» DO THIS:
Reproduce every line from the one containing "trace price tag, every instance" through the one containing "[[[220,1],[240,7],[243,0],[219,0]]]", the request lines included. Multiply each polygon vertex coordinate in the answers by 0.25 and round it to a whole number, with halves rounding up.
[Start of EXERCISE DATA]
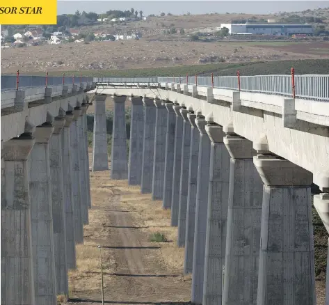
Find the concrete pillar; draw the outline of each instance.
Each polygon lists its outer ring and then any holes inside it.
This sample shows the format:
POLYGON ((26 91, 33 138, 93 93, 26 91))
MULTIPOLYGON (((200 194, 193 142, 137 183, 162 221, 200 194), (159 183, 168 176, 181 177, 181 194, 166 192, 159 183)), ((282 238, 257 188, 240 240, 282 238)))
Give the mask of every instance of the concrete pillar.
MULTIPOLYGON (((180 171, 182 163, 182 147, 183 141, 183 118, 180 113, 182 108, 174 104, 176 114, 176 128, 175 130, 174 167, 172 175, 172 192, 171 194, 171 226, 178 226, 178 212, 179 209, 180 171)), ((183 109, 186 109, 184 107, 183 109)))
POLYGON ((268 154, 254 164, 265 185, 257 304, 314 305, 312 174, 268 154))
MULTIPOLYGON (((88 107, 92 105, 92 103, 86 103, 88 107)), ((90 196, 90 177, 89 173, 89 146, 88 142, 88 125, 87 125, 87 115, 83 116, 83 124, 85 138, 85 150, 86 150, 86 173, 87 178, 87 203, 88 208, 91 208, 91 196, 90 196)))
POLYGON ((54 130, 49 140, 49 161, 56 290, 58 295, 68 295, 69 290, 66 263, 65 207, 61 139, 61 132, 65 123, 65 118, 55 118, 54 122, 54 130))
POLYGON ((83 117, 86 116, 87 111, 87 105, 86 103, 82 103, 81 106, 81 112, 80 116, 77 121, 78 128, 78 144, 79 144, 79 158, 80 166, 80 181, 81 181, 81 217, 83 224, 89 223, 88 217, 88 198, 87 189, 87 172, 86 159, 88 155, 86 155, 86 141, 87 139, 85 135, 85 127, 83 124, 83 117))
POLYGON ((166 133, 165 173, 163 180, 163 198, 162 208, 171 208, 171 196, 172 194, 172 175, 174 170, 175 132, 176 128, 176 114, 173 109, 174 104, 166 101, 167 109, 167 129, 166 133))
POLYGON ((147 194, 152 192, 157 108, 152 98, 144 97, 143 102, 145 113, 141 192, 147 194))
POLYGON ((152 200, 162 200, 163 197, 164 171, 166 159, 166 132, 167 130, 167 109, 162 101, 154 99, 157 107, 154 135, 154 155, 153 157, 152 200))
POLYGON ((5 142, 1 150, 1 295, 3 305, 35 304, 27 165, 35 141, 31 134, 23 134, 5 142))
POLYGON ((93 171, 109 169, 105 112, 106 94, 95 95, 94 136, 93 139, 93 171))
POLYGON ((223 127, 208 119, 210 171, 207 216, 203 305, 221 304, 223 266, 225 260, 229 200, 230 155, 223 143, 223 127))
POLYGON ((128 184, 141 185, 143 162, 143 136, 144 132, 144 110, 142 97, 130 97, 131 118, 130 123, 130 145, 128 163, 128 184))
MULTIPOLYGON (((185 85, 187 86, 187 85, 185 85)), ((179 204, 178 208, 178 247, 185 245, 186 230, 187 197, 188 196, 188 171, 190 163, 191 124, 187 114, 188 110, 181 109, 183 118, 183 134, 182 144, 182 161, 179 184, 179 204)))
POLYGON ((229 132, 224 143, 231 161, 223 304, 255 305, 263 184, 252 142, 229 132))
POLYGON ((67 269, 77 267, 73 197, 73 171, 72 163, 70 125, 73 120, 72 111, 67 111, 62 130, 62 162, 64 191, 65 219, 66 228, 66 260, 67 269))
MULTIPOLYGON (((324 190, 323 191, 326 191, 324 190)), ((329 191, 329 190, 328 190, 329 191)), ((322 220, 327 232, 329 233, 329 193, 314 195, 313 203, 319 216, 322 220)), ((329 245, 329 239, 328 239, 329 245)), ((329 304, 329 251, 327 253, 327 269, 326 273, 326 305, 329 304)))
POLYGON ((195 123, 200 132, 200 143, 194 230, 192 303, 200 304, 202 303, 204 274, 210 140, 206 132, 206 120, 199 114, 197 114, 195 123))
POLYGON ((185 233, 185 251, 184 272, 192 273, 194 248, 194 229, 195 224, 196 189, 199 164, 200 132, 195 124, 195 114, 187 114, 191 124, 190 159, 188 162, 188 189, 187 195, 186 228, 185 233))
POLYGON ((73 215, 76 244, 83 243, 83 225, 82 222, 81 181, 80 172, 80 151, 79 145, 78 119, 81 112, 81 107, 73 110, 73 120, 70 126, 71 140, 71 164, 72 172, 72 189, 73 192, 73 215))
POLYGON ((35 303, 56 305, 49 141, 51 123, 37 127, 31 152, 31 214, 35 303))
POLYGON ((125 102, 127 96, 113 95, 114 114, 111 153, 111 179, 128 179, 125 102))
[End of EXERCISE DATA]
[Start of EXERCISE DATA]
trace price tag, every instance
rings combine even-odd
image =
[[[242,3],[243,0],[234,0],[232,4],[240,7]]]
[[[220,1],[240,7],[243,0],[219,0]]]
[End of EXERCISE DATA]
» THE RESULT:
trace price tag, every instance
rings combine even-odd
image =
[[[61,1],[61,0],[59,0],[58,1],[60,2]]]
[[[55,0],[60,2],[61,0],[55,0]]]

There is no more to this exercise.